● **Listed records**:
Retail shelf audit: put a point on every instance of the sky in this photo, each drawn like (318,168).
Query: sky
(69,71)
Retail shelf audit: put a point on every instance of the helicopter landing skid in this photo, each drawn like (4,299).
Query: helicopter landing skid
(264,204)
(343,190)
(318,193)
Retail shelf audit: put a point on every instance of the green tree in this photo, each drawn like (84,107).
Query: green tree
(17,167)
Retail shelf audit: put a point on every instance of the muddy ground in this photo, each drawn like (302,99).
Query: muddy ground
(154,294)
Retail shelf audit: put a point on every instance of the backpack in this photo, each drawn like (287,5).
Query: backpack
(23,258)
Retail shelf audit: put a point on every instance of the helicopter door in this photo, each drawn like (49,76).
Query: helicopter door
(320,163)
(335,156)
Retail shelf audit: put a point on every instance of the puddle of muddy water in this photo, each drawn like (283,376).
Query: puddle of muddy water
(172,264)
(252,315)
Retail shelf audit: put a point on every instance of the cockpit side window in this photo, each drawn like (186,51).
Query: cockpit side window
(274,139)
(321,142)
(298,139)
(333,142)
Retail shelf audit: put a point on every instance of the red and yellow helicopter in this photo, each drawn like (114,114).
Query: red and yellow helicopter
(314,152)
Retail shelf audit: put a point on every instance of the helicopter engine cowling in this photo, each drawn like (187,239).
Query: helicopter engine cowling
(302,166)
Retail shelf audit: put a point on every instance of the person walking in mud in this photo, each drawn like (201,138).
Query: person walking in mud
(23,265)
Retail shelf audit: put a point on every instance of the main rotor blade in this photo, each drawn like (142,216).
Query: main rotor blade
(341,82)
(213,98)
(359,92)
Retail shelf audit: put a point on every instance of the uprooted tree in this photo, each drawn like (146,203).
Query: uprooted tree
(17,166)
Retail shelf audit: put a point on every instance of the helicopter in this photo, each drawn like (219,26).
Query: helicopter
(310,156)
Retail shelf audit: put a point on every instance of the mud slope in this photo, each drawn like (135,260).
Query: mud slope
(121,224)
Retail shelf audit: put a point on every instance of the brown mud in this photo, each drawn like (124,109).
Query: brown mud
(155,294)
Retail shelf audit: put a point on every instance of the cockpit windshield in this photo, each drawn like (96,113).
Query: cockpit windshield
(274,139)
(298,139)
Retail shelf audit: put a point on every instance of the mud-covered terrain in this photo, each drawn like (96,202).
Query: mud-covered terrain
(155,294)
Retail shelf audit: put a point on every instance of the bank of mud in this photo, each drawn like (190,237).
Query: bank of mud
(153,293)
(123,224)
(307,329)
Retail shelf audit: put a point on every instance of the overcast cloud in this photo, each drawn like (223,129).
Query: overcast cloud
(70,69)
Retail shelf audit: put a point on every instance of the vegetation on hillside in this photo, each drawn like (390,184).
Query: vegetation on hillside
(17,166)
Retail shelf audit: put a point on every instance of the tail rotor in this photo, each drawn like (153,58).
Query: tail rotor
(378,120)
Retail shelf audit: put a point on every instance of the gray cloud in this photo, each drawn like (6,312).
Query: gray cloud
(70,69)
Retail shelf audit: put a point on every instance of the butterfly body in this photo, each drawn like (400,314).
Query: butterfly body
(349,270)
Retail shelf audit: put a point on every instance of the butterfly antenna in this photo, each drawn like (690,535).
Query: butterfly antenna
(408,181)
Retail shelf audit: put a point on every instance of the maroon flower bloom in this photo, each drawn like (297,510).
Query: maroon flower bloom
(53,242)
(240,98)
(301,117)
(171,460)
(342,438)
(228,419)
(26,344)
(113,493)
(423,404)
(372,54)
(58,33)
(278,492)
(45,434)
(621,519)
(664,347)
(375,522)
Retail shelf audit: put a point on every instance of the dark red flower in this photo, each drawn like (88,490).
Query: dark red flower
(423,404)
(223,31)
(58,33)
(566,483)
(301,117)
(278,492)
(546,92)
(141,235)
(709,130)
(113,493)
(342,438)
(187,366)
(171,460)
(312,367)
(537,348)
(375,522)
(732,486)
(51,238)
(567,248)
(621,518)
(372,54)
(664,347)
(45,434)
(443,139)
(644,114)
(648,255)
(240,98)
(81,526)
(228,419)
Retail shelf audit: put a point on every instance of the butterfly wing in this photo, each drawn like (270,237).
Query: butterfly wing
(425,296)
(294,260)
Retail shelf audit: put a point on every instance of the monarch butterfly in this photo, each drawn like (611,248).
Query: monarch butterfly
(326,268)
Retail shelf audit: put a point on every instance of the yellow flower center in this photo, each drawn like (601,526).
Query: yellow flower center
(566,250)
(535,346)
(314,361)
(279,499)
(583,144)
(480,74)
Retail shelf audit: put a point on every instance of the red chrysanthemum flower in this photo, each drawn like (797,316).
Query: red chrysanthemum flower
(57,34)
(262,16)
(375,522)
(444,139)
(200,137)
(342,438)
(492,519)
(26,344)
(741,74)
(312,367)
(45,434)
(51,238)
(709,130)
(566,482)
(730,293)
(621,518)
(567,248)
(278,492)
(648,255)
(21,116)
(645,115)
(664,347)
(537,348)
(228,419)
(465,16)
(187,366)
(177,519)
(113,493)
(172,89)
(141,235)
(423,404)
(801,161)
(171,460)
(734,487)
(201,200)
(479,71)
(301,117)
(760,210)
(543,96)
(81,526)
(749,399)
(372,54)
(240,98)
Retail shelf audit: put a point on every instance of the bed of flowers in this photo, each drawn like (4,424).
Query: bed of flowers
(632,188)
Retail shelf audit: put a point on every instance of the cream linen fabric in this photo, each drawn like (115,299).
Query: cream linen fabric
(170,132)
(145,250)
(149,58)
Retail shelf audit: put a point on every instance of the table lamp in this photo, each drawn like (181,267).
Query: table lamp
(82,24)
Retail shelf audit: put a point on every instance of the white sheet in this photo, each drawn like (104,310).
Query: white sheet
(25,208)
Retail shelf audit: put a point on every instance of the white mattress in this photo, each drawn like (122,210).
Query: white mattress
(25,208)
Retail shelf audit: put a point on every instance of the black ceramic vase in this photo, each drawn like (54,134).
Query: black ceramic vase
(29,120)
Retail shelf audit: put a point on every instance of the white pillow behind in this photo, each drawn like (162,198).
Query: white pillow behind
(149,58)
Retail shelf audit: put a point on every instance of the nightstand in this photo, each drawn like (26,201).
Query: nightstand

● **Short task**: Copy the listing above line for line, changing nothing.

● **Result of this task**:
Retail shelf audit: put a point on every instance of the sky in this photo, each drawn like (318,168).
Query: sky
(69,71)
Retail shelf audit: put a point on every instance of the helicopter landing skid in this photo, each drawn like (4,299).
Query: helicopter landing skid
(264,204)
(343,190)
(318,193)
Retail shelf audit: put a point on every instance of the green tree in this photo, each drawn like (84,107).
Query: green tree
(17,167)
Retail shelf audit: put a point on every instance of the muddy ground in this photo, each drawn like (302,99).
Query: muddy ground
(154,294)
Retail shelf audit: put a point on every instance of the backpack in this photo, each drawn like (287,5).
Query: backpack
(23,258)
Retail shelf audit: put a point on every instance of the helicopter door in this photo, each drawn like (49,76).
Query: helicopter door
(320,163)
(335,156)
Retail shelf audit: put a point on every instance of the puddle of muddy water in this photo, each drawn like (283,376).
Query: puddle of muddy water
(172,264)
(252,315)
Retail shelf audit: put a point on every instance of the cockpit side window in this photo, each drawn like (186,51).
Query: cockpit side window
(274,139)
(321,142)
(298,139)
(333,142)
Retail shelf audit: put a point on every instance of the red and yellow helicopter in this photo, each drawn like (114,114).
Query: red and yellow helicopter
(314,152)
Retail shelf audit: put a point on every instance of the helicopter engine cowling in this photo, each drawn like (187,239).
Query: helicopter engine cowling
(302,166)
Retail shelf audit: put a point on every instance of the person walking in mud in this photo, each drawn like (201,138).
Query: person walking in mud
(23,265)
Retail shelf audit: put a point on every instance of the main rotor blade in this photo, each drawn like (142,216).
Query: main rotor blade
(341,82)
(213,98)
(359,92)
Retail shelf audit: put a point on every instance of the uprooted tree in this photo, each drawn like (146,203).
Query: uprooted tree
(17,166)
Retail shelf audit: put a point on every instance of the helicopter in this photo, each drawn like (219,26).
Query: helicopter
(310,156)
Retail shelf audit: put a point on every instance of the mud slope in this photo, each drawn like (135,260).
Query: mud slope
(121,224)
Retail shelf audit: put a point on every instance of the brown mud in this photo, each drawn like (124,109).
Query: brown mud
(155,294)
Retail shelf audit: put a point on every instance of the cockpit windshield in this photo, each drawn like (96,113).
Query: cockpit windshield
(274,139)
(298,139)
Retail shelf audit: put a point on every instance of the mud-covered terrain in this photo, each drawn like (96,202).
Query: mud-covered terrain
(155,294)
Retail shelf audit: put a point on every instance of the bank of mud in this photo, each drawn like (190,237).
Query: bank of mud
(153,293)
(123,224)
(307,329)
Retail shelf audit: put a point on every instance of the overcast cloud in this photo, each drawn like (223,129).
Query: overcast cloud
(70,69)
Retail shelf audit: put a point on every instance of the vegetation on hillside in this photo, each drawn like (390,184).
Query: vegetation on hillside
(17,166)
Retail shelf audit: put a point on every instance of the tail rotor in this photo, each drawn like (153,58).
Query: tail rotor
(378,120)
Retail shelf audit: put a point on every instance of the gray cloud in this photo, each drawn like (6,312).
Query: gray cloud
(70,69)
Retail shelf audit: put a point on every instance of the butterfly body in this photo, each drawn like (400,314).
Query: butterfly body
(349,270)
Retail shelf audit: put a point on every instance of the butterfly antenna in this photo, each drawn like (690,535).
Query: butterfly antenna
(408,181)
Retail shelf audit: put a point on every instance of the maroon flower bloom in this photo, each drawn like (297,510).
Query: maroon flower bloom
(53,242)
(240,98)
(301,117)
(171,460)
(342,438)
(228,419)
(26,344)
(113,493)
(423,404)
(372,54)
(58,33)
(278,492)
(45,434)
(621,519)
(664,347)
(375,522)
Retail shelf audit: put a point on every instance of the dark red flower in this photo, each drawn like (88,490).
Query: dark red flower
(423,404)
(223,31)
(58,33)
(566,483)
(301,117)
(278,492)
(546,92)
(141,235)
(709,130)
(113,493)
(342,438)
(187,366)
(171,460)
(312,367)
(537,348)
(375,522)
(732,486)
(51,238)
(567,248)
(621,518)
(372,54)
(664,347)
(45,434)
(443,139)
(644,114)
(648,255)
(240,98)
(81,526)
(228,419)
Retail shelf audit: put a point on every instance of the butterfly wing in this photo, each drawn like (270,237).
Query: butterfly wing
(425,296)
(294,260)
Retail shelf audit: put a point on every instance of the monarch butterfly in this photo, each drawn like (611,248).
Query: monarch butterfly
(326,268)
Retail shelf audit: put a point on every instance of the yellow flower center in this photo, each drawn like (601,526).
Query: yellow flower center
(566,250)
(535,346)
(314,361)
(279,499)
(583,144)
(480,74)
Retail shelf audit: put a point on every instance of the red chrysanthemum flower in this photo, each drawn like (797,316).
Query: red chrysanthemum flower
(57,34)
(262,16)
(375,522)
(444,139)
(200,137)
(342,438)
(492,519)
(26,344)
(741,74)
(312,367)
(45,434)
(51,238)
(709,130)
(566,482)
(730,293)
(621,518)
(567,248)
(278,492)
(648,255)
(21,116)
(645,115)
(664,347)
(537,348)
(228,419)
(465,16)
(187,366)
(177,519)
(113,493)
(172,89)
(141,235)
(423,404)
(801,161)
(171,460)
(734,487)
(201,200)
(479,71)
(301,117)
(760,210)
(543,96)
(81,526)
(749,399)
(372,54)
(240,98)
Retail shelf audit: put a point on every instance of the bed of flowers in this photo, each drawn like (4,424).
Query: bed of flowers
(632,188)
Retail shelf audit: put a point on every instance of the cream linen fabric in this photo, each drawn like (115,299).
Query: cream linen fabric
(170,132)
(145,250)
(149,58)
Retail shelf audit: put a point on every instance of the table lamp in this photo, each drawn like (181,267).
Query: table lamp
(82,24)
Retail shelf audit: put a point on every instance of the white sheet in this photo, each drawn like (104,310).
Query: white sheet
(25,208)
Retail shelf audit: put a point on every instance of the white mattress in this photo, each drawn like (122,210).
Query: white mattress
(25,208)
Retail shelf audit: put a point on every instance of the black ceramic vase in this photo, each drawn like (54,134).
Query: black ceramic vase
(29,120)
Retail shelf audit: put a point on every instance of the white pillow behind in this photo, each drawn like (162,198).
Query: white pillow behind
(149,58)
Retail shelf audit: put a point on every instance of the nightstand in this photo, each drawn like (26,201).
Query: nightstand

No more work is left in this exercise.